Polecenie pisemne 1:
Odpowiedz na pytania do tekstu o zjeździe historyków podanego poniżej:
(a) W jakich dniach odbył się XVII Powszechny Zjazd Historyków Polskich?
(b) Który z kolei zjazd zorganizował Uniwersytet Śląski i w którym roku?
(c) W których latach zjazdy odbywały się wcześniej w Krakowie?
Polecenie pisemne 2: Pisz dalej tekst o zjeździe historyków, zaczynając po jego ostatnim zdaniu.

Dostarczony tekst:
W dniach 15-18 września 2004 r. odbył się w Krakowie, już po raz czwarty, XVII Powszechny Zjazd Historyków Polskich. Zjazdy w Krakowie miały miejsce w latach 1880, 1900 i 1958 (szczególnie ten ostatni był ważny, ze względu na jego rozrachunkowy charakter, rozliczenie się z przeszłością popaździernikową 1956 r.). Również Katowice gościły historyków - w 1979 r. Uniwersytet Śląski był organizatorem XII Powszechnego Zjazdu Historyków Polskich.

Zapisy adnotacji pozycji
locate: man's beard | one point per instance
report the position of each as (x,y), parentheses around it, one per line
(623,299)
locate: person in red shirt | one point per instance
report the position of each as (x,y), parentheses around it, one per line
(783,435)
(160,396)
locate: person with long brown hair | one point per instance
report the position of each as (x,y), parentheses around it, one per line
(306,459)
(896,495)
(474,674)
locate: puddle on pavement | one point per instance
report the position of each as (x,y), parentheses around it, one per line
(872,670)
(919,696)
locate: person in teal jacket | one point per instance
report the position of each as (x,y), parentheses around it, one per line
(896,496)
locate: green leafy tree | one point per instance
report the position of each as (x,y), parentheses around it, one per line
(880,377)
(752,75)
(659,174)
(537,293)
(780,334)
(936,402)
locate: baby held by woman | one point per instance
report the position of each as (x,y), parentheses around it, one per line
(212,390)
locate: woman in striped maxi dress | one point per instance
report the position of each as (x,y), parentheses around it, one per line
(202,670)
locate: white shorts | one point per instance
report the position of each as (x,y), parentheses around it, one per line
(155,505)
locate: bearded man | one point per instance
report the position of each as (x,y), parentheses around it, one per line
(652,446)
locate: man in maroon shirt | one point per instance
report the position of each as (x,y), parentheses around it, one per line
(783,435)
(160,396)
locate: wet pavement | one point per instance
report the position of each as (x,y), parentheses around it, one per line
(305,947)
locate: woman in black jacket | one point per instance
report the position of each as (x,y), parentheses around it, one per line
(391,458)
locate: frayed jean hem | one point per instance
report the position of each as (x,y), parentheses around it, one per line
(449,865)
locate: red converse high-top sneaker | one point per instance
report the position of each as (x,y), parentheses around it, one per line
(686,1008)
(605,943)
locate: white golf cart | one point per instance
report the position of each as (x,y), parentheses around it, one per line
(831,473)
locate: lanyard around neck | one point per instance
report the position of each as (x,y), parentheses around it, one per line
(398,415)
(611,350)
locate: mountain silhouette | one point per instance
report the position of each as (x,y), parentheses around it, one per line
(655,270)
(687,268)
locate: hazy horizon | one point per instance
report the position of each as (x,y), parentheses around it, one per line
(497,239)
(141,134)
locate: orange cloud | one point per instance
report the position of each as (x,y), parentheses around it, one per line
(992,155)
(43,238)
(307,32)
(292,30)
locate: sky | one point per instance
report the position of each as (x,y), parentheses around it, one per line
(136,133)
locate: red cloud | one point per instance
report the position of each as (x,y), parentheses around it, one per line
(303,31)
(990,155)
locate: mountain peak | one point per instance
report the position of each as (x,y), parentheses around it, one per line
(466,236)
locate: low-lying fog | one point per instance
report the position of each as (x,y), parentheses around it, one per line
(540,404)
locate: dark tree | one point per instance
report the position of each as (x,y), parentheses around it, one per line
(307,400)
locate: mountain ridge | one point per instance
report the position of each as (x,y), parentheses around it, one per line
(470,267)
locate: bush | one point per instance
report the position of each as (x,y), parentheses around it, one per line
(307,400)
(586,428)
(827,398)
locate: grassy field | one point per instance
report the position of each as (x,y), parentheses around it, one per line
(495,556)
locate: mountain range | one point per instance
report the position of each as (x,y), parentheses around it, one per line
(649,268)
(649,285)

Odpowiedź 1:
(a) W dniach 15-18 września 2004 r.
(b) XII Powszechny Zjazd Historyków Polskich, w 1979 r.
(c) W latach 1880, 1900 i 1958.

Odpowiedź 2:
Temat przewodni tegorocznego zjazdu brzmiał: Tradycja a nowoczesność - tożsamość. Skonstruowanie takiego tematu, a zarazem spotkanie-dyskusja w Krakowie miały podwójne znaczenie. Kraków jest kolebką państwowości polskiej, to tutaj splata się wiele wątków z naszej przeszłości, miasto to jest wręcz pomnikiem polskości i trwaniem narodu, można powiedzieć, że stanowi żywą historię. Motto ma także inną wymowę. Polska od prawie pół roku jest członkiem Unii Europejskiej, jakże ważna jest więc teraz refleksja nad naszą tożsamością i naszymi aspiracjami. Organizatorem imprezy było Polskie Towarzystwo Historyczne pod przewodnictwem prof. Krzysztofa Mikulskiego. Głównymi współorganizatorami byli: Uniwersytet Jagielloński, Akademia Pedagogiczna oraz Instytut Pamięci Narodowej.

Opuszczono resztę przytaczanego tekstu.